→ Goal
Rewrite every line of the entries below as a JSON list of strings, one string per line, skipping blank lines and leaving out the pictures.
# Start of Data listing
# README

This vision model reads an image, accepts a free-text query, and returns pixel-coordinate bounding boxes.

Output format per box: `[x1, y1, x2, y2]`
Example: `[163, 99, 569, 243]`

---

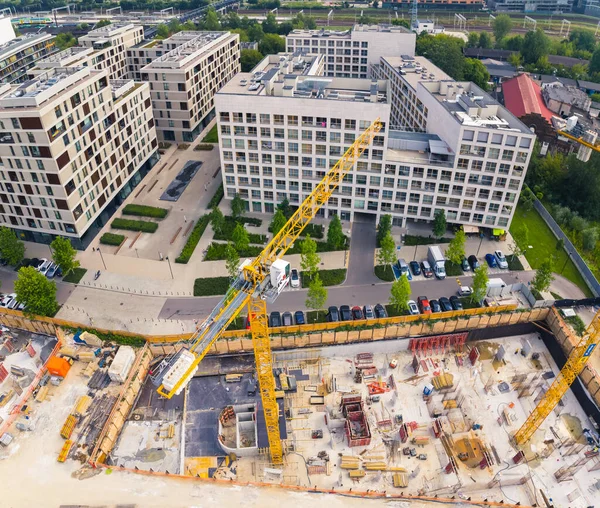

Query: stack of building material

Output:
[340, 455, 360, 469]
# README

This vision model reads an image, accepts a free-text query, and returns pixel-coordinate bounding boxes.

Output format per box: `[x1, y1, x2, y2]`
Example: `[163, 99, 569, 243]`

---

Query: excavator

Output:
[150, 119, 384, 465]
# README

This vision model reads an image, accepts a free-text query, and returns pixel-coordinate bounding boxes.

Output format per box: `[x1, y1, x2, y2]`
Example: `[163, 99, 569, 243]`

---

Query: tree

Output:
[531, 258, 554, 293]
[15, 266, 58, 316]
[231, 222, 250, 252]
[270, 209, 287, 236]
[231, 194, 246, 219]
[377, 231, 398, 266]
[240, 49, 264, 72]
[510, 223, 529, 259]
[258, 34, 285, 55]
[446, 227, 467, 265]
[50, 236, 79, 275]
[390, 274, 410, 312]
[471, 263, 489, 304]
[479, 32, 494, 49]
[225, 242, 240, 279]
[327, 214, 346, 249]
[300, 235, 321, 278]
[521, 28, 551, 63]
[210, 205, 225, 233]
[0, 227, 25, 265]
[493, 14, 512, 42]
[304, 273, 327, 316]
[433, 210, 446, 238]
[377, 215, 392, 246]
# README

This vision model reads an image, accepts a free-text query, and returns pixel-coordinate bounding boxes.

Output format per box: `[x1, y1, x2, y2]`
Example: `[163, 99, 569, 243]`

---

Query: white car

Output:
[494, 250, 508, 269]
[408, 300, 420, 316]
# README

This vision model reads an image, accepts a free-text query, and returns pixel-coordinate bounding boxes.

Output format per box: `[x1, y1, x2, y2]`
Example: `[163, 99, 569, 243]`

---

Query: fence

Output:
[533, 199, 600, 296]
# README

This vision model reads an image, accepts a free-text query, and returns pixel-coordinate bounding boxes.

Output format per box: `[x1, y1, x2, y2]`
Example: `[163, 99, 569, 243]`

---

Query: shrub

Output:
[206, 184, 224, 210]
[110, 219, 158, 233]
[123, 204, 169, 219]
[100, 233, 125, 247]
[175, 215, 210, 264]
[194, 277, 229, 296]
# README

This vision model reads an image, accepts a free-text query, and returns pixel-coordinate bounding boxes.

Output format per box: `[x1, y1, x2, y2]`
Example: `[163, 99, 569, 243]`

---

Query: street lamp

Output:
[92, 247, 108, 270]
[165, 256, 175, 279]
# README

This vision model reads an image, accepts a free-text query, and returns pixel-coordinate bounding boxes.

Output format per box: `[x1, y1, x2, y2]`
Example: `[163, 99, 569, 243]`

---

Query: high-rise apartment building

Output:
[286, 25, 416, 78]
[215, 53, 535, 228]
[0, 34, 56, 83]
[0, 67, 158, 248]
[134, 32, 240, 142]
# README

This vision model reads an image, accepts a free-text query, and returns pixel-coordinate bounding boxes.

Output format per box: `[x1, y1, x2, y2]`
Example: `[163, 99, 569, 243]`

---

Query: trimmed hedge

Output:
[300, 268, 346, 288]
[206, 184, 225, 210]
[110, 218, 158, 233]
[100, 233, 125, 247]
[194, 277, 230, 296]
[175, 215, 210, 264]
[204, 242, 263, 261]
[123, 203, 169, 219]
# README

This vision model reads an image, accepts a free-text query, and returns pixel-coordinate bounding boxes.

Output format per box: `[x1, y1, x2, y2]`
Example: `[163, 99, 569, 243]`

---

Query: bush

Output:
[300, 268, 346, 288]
[110, 219, 158, 233]
[206, 184, 224, 210]
[175, 215, 210, 264]
[375, 265, 396, 282]
[123, 204, 169, 219]
[100, 233, 125, 247]
[213, 216, 267, 244]
[194, 277, 229, 296]
[204, 242, 262, 261]
[63, 268, 86, 284]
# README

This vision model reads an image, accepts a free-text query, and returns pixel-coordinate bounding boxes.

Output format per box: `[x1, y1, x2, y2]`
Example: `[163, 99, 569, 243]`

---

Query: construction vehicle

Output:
[514, 311, 600, 445]
[150, 119, 383, 464]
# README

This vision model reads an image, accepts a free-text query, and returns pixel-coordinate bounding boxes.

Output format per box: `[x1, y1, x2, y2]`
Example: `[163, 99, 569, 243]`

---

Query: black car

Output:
[429, 300, 442, 313]
[281, 312, 294, 326]
[469, 254, 479, 271]
[440, 296, 454, 312]
[340, 305, 352, 321]
[294, 310, 306, 325]
[327, 306, 340, 323]
[450, 295, 463, 310]
[408, 261, 421, 275]
[374, 303, 387, 319]
[271, 311, 281, 328]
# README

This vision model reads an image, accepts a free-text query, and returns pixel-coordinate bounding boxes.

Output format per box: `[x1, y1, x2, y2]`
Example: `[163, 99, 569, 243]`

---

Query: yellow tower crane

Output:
[151, 119, 383, 464]
[514, 312, 600, 444]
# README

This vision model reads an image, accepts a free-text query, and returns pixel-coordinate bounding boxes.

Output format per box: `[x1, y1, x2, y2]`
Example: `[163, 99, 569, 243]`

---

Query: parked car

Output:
[429, 300, 442, 313]
[352, 305, 365, 320]
[421, 261, 433, 279]
[494, 250, 508, 270]
[327, 306, 340, 323]
[485, 254, 498, 268]
[457, 286, 473, 296]
[460, 258, 471, 272]
[290, 268, 300, 288]
[450, 295, 463, 310]
[374, 303, 387, 319]
[440, 296, 454, 312]
[294, 310, 306, 325]
[281, 312, 294, 326]
[271, 311, 281, 328]
[408, 261, 421, 275]
[417, 296, 431, 314]
[340, 305, 352, 321]
[469, 254, 479, 271]
[408, 300, 419, 316]
[363, 305, 375, 319]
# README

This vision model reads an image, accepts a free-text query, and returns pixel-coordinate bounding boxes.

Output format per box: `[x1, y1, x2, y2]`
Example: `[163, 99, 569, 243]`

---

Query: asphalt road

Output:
[158, 272, 535, 319]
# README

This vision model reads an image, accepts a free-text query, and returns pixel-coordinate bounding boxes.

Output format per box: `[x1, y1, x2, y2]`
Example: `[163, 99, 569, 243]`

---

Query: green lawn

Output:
[510, 205, 592, 296]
# End of Data listing
→ Solution to this exercise
[
  "# README",
  "This vision model reads an image, accepts a free-text query, and returns pixel-coordinate bounding boxes.",
  "Output format per box: `[x1, y1, x2, y2]`",
  "Example: `[163, 99, 569, 243]`",
  "---",
  "Query: stack of building material",
  "Output:",
  "[340, 455, 360, 469]",
  "# README",
  "This vision model reads an image, accepts a free-text query, and returns pixel-coordinate bounding boxes.",
  "Output format per box: `[x1, y1, x2, y2]`",
  "Example: `[163, 99, 569, 243]`",
  "---",
  "Query: excavator",
  "Output:",
  "[150, 119, 384, 465]",
  "# README",
  "This vision model reads an image, accepts a free-text query, and returns pixel-coordinate bounding boxes.",
  "Output format per box: `[x1, y1, x2, y2]`",
  "Example: `[163, 99, 569, 243]`",
  "---",
  "Query: tree",
  "Output:",
  "[531, 258, 554, 293]",
  "[15, 266, 58, 316]",
  "[231, 222, 250, 252]",
  "[270, 209, 287, 236]",
  "[231, 194, 246, 219]",
  "[377, 231, 398, 266]",
  "[240, 49, 264, 72]",
  "[510, 223, 529, 259]",
  "[258, 34, 285, 55]",
  "[446, 227, 467, 265]",
  "[50, 236, 79, 275]",
  "[390, 274, 410, 312]",
  "[471, 263, 489, 304]",
  "[479, 32, 494, 49]",
  "[225, 242, 240, 279]",
  "[327, 214, 346, 249]",
  "[300, 235, 321, 278]",
  "[521, 28, 551, 63]",
  "[210, 205, 225, 233]",
  "[0, 227, 25, 265]",
  "[493, 14, 512, 42]",
  "[304, 273, 327, 316]",
  "[433, 210, 446, 238]",
  "[377, 215, 392, 246]",
  "# README",
  "This vision model reads an image, accepts a free-text query, and returns pixel-coordinate bounding boxes.",
  "Output format per box: `[x1, y1, x2, y2]`",
  "Example: `[163, 99, 569, 243]`",
  "---",
  "Query: white car",
  "Output:",
  "[494, 250, 508, 269]",
  "[408, 300, 420, 316]",
  "# README",
  "This vision model reads an image, accepts a free-text query, and returns pixel-coordinate bounding boxes.",
  "Output format per box: `[x1, y1, x2, y2]`",
  "Example: `[163, 99, 569, 243]`",
  "---",
  "Query: fence",
  "Output:",
  "[533, 199, 600, 296]",
  "# README",
  "This vision model reads an image, accepts a free-text query, and returns pixel-coordinate bounding boxes.",
  "Output format per box: `[x1, y1, x2, y2]`",
  "Example: `[163, 99, 569, 243]`",
  "---",
  "Query: shrub",
  "Output:",
  "[206, 184, 224, 210]",
  "[110, 219, 158, 233]",
  "[123, 204, 169, 219]",
  "[100, 233, 125, 247]",
  "[175, 215, 210, 264]",
  "[194, 277, 229, 296]",
  "# README",
  "This vision model reads an image, accepts a free-text query, and returns pixel-coordinate bounding boxes.",
  "Output format per box: `[x1, y1, x2, y2]`",
  "Example: `[163, 99, 569, 243]`",
  "---",
  "Query: street lamp",
  "Output:",
  "[92, 247, 108, 270]",
  "[165, 256, 175, 279]",
  "# README",
  "This vision model reads an image, accepts a free-text query, and returns pixel-coordinate bounding boxes.",
  "Output format per box: `[x1, y1, x2, y2]`",
  "Example: `[163, 99, 569, 243]`",
  "---",
  "Query: high-rise apartment building",
  "Output:",
  "[286, 25, 416, 78]",
  "[215, 53, 535, 228]",
  "[0, 34, 56, 83]",
  "[0, 67, 158, 248]",
  "[134, 32, 240, 142]",
  "# README",
  "This vision model reads an image, accepts a free-text query, and returns pixel-coordinate bounding boxes.",
  "Output format per box: `[x1, y1, x2, y2]`",
  "Example: `[163, 99, 569, 243]`",
  "---",
  "Query: trimmed hedge",
  "Output:",
  "[300, 268, 346, 288]",
  "[206, 184, 225, 210]",
  "[110, 218, 158, 233]",
  "[100, 233, 125, 247]",
  "[194, 277, 230, 296]",
  "[175, 215, 210, 264]",
  "[204, 242, 263, 261]",
  "[123, 203, 169, 219]",
  "# README",
  "This vision model reads an image, accepts a free-text query, and returns pixel-coordinate bounding boxes.",
  "Output format per box: `[x1, y1, x2, y2]`",
  "Example: `[163, 99, 569, 243]`",
  "---",
  "Query: bush",
  "Output:",
  "[300, 268, 346, 288]",
  "[110, 219, 158, 233]",
  "[206, 184, 224, 210]",
  "[175, 215, 210, 264]",
  "[375, 265, 396, 282]",
  "[123, 204, 169, 219]",
  "[100, 233, 125, 247]",
  "[213, 216, 267, 244]",
  "[194, 277, 229, 296]",
  "[204, 242, 262, 261]",
  "[63, 268, 86, 284]",
  "# README",
  "This vision model reads an image, accepts a free-text query, and returns pixel-coordinate bounding boxes.",
  "Output format per box: `[x1, y1, x2, y2]`",
  "Example: `[163, 99, 569, 243]`",
  "---",
  "Query: construction vehicle",
  "Output:",
  "[514, 311, 600, 445]",
  "[150, 119, 383, 464]",
  "# README",
  "This vision model reads an image, accepts a free-text query, and returns pixel-coordinate bounding boxes.",
  "Output format per box: `[x1, y1, x2, y2]`",
  "Example: `[163, 99, 569, 243]`",
  "---",
  "Query: black car",
  "Output:",
  "[429, 300, 442, 313]",
  "[281, 312, 294, 326]",
  "[469, 254, 479, 271]",
  "[440, 296, 454, 312]",
  "[340, 305, 352, 321]",
  "[294, 310, 306, 325]",
  "[327, 306, 340, 323]",
  "[450, 295, 463, 310]",
  "[408, 261, 421, 275]",
  "[374, 303, 387, 319]",
  "[271, 311, 281, 328]",
  "# README",
  "This vision model reads an image, accepts a free-text query, and returns pixel-coordinate bounding boxes.",
  "Output format per box: `[x1, y1, x2, y2]`",
  "Example: `[163, 99, 569, 243]`",
  "---",
  "Query: yellow tower crane",
  "Output:",
  "[151, 119, 383, 464]",
  "[514, 312, 600, 444]",
  "# README",
  "This vision model reads an image, accepts a free-text query, and returns pixel-coordinate bounding boxes.",
  "Output format per box: `[x1, y1, x2, y2]`",
  "Example: `[163, 99, 569, 243]`",
  "---",
  "Query: parked car",
  "Output:",
  "[429, 300, 442, 313]",
  "[352, 305, 365, 320]",
  "[421, 261, 433, 279]",
  "[494, 250, 508, 270]",
  "[327, 306, 340, 323]",
  "[485, 254, 498, 268]",
  "[457, 286, 473, 296]",
  "[460, 258, 471, 272]",
  "[290, 268, 300, 288]",
  "[450, 295, 463, 310]",
  "[374, 303, 387, 319]",
  "[440, 296, 454, 312]",
  "[294, 310, 306, 325]",
  "[281, 312, 294, 326]",
  "[271, 311, 281, 328]",
  "[408, 261, 421, 275]",
  "[417, 296, 431, 314]",
  "[340, 305, 352, 321]",
  "[469, 254, 479, 271]",
  "[408, 300, 419, 316]",
  "[363, 305, 375, 319]",
  "# README",
  "This vision model reads an image, accepts a free-text query, and returns pixel-coordinate bounding boxes.",
  "Output format per box: `[x1, y1, x2, y2]`",
  "Example: `[163, 99, 569, 243]`",
  "---",
  "Query: asphalt road",
  "Output:",
  "[158, 272, 535, 319]",
  "# README",
  "This vision model reads an image, accepts a free-text query, and returns pixel-coordinate bounding boxes.",
  "Output format per box: `[x1, y1, x2, y2]`",
  "Example: `[163, 99, 569, 243]`",
  "---",
  "Query: green lawn",
  "Output:",
  "[510, 205, 592, 296]"
]